Dataset entries
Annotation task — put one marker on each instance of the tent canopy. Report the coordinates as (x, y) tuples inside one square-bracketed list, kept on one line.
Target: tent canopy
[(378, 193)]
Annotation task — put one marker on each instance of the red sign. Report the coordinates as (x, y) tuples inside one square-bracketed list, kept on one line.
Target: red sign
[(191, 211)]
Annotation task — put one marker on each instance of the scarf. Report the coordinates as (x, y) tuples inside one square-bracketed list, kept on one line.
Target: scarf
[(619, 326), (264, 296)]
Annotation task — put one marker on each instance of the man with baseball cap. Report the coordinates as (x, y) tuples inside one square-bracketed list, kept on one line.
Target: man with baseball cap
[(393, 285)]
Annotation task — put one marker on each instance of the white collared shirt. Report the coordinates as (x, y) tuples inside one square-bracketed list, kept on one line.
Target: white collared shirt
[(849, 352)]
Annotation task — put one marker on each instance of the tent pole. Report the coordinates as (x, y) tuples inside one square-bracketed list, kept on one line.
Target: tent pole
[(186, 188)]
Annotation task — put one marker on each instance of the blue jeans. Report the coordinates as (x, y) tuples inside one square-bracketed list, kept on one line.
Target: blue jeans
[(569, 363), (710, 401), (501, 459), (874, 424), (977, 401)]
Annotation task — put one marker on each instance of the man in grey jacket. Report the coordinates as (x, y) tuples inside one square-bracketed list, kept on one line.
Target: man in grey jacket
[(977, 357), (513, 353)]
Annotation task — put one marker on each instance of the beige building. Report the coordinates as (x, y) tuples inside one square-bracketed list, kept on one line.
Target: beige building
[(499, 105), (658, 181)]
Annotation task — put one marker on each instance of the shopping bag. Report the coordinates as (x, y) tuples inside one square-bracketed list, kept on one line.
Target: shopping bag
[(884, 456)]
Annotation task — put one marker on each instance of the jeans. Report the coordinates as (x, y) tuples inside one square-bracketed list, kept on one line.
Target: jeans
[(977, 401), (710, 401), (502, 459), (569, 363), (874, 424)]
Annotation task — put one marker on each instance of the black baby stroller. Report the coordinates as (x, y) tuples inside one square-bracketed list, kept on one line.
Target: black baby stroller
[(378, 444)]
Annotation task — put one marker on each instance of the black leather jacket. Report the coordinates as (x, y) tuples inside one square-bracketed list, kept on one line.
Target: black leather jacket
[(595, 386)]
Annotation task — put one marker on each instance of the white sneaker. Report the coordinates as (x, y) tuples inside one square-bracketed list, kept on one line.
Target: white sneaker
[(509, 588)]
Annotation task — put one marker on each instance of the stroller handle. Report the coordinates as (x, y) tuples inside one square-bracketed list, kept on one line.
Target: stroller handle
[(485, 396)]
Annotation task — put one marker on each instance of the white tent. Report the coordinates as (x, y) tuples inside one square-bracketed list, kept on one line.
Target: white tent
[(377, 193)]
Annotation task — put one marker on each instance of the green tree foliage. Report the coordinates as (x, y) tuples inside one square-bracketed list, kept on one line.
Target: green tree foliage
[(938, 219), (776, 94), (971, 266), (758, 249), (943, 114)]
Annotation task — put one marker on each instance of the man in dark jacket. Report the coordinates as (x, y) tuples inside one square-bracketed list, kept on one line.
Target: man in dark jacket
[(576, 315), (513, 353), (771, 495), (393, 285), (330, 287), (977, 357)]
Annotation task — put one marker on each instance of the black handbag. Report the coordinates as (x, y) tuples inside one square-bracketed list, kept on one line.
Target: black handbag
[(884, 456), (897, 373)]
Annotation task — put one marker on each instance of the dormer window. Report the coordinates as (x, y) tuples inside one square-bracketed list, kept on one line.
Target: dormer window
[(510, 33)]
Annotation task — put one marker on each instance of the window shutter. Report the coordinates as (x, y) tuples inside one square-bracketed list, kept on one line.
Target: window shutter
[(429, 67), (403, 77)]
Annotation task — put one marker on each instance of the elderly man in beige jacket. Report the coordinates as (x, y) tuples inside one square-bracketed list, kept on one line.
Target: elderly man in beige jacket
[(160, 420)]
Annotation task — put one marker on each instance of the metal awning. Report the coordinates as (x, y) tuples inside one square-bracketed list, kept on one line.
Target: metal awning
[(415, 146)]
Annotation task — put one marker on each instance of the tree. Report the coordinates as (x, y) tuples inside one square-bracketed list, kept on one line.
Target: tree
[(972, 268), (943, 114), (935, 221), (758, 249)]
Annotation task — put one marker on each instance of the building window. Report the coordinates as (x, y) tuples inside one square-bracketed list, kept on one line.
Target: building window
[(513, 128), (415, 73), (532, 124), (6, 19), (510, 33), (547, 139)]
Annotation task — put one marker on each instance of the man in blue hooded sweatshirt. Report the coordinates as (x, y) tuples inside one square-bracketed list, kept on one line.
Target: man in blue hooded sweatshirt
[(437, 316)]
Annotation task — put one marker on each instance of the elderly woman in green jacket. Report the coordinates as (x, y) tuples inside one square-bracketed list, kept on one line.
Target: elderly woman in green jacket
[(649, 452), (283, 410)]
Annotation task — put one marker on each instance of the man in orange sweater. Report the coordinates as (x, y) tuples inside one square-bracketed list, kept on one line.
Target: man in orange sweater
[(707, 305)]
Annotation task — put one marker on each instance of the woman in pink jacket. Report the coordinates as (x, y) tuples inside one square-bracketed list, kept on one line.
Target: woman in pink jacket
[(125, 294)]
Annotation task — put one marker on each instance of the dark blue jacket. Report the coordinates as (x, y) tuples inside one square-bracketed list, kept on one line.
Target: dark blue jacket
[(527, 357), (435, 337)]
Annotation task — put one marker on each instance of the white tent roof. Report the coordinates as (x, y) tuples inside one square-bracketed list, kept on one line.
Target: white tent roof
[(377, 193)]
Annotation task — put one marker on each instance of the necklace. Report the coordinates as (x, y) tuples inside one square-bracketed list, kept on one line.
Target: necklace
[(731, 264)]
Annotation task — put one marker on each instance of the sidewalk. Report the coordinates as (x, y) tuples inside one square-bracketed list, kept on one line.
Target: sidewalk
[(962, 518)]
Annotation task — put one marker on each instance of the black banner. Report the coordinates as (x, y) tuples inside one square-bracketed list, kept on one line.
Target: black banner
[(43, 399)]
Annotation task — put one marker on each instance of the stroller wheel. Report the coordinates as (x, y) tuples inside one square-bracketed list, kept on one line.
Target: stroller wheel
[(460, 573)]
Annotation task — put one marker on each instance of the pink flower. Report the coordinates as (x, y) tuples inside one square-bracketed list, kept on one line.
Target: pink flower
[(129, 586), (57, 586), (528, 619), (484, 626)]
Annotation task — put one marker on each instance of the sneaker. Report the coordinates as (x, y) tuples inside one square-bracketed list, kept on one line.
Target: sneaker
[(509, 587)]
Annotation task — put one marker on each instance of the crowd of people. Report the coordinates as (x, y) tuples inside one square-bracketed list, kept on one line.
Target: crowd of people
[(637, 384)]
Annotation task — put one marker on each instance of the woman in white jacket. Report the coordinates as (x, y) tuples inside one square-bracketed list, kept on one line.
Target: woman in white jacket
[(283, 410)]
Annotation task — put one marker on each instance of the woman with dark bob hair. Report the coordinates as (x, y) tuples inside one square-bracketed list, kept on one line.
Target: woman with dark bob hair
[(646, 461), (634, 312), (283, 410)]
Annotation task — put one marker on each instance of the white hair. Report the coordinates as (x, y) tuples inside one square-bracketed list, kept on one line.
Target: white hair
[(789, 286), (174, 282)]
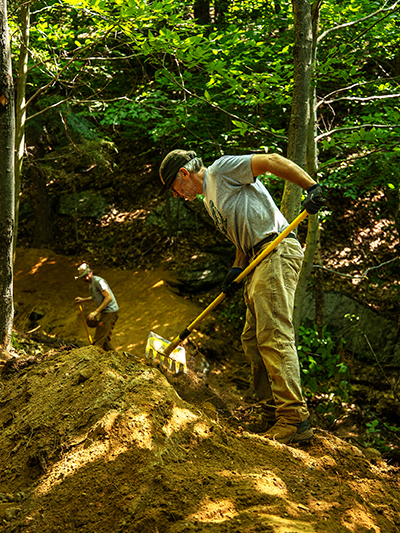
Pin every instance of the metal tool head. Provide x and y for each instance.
(155, 348)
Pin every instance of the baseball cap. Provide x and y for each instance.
(83, 269)
(171, 165)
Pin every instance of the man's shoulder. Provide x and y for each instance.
(98, 281)
(232, 160)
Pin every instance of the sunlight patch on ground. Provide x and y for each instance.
(41, 262)
(277, 524)
(179, 420)
(271, 484)
(214, 511)
(359, 516)
(69, 465)
(119, 217)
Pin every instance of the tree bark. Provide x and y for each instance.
(300, 112)
(21, 109)
(7, 145)
(312, 166)
(43, 232)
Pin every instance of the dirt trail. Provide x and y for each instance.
(44, 281)
(101, 442)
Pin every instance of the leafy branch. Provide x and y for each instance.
(354, 22)
(353, 128)
(358, 276)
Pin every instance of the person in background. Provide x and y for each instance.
(105, 315)
(244, 211)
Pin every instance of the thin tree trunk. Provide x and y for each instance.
(300, 113)
(312, 166)
(7, 144)
(21, 109)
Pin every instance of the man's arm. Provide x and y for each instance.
(79, 299)
(241, 260)
(107, 299)
(282, 168)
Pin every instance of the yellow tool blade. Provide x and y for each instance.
(155, 348)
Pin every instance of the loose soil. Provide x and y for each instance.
(98, 442)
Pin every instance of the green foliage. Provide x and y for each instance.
(322, 368)
(376, 435)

What you need to do | For the lines above, output exactly those from the line containing "of the blue" through the line containing "the black leather", and skip the others.

Response below |
Annotation task — put one marker on each instance of the blue jeans. Report the coordinates as (x, y) tuples inside one square-bracketed list, kept on one line.
Target: blue jeans
[(569, 363), (710, 401), (501, 459), (874, 424), (977, 401)]
Annotation task — put one marker on each instance of the man in grey jacket. Report the coordinates as (x, y) tuples inside one square-bracketed list, kept on one line.
Target: man in grey jacket
[(977, 357), (513, 353)]
Annotation task — put one marker on each instance of the beige building. Report the coordinates as (x, y) tuples inside one square-bracketed list, kept on one line.
Target: beige building
[(499, 105), (658, 181)]
Annotation task — put one marker on each instance of the shopping bag. Report the coordinates as (x, y) tuples inside one square-bracketed list, kept on one line.
Target: shopping bag
[(884, 456)]
Annotation task — put one marker on each instance of the jeans. Report the coordinates as (x, y) tuples inside one square-bracketed list, kept on one line.
Target: jeans
[(977, 401), (710, 401), (502, 459), (569, 363), (874, 424)]
Annotation task — put one marker on each instance of the black baby stroller. Report the coordinates as (x, y) tuples inside one square-bracketed list, kept on one line.
Target: black baby stroller
[(378, 444)]
Annotation task — put one marker on each instance of the black leather jacket. Report the coordinates as (x, y) tuples inside one square-bracketed list, kept on one line.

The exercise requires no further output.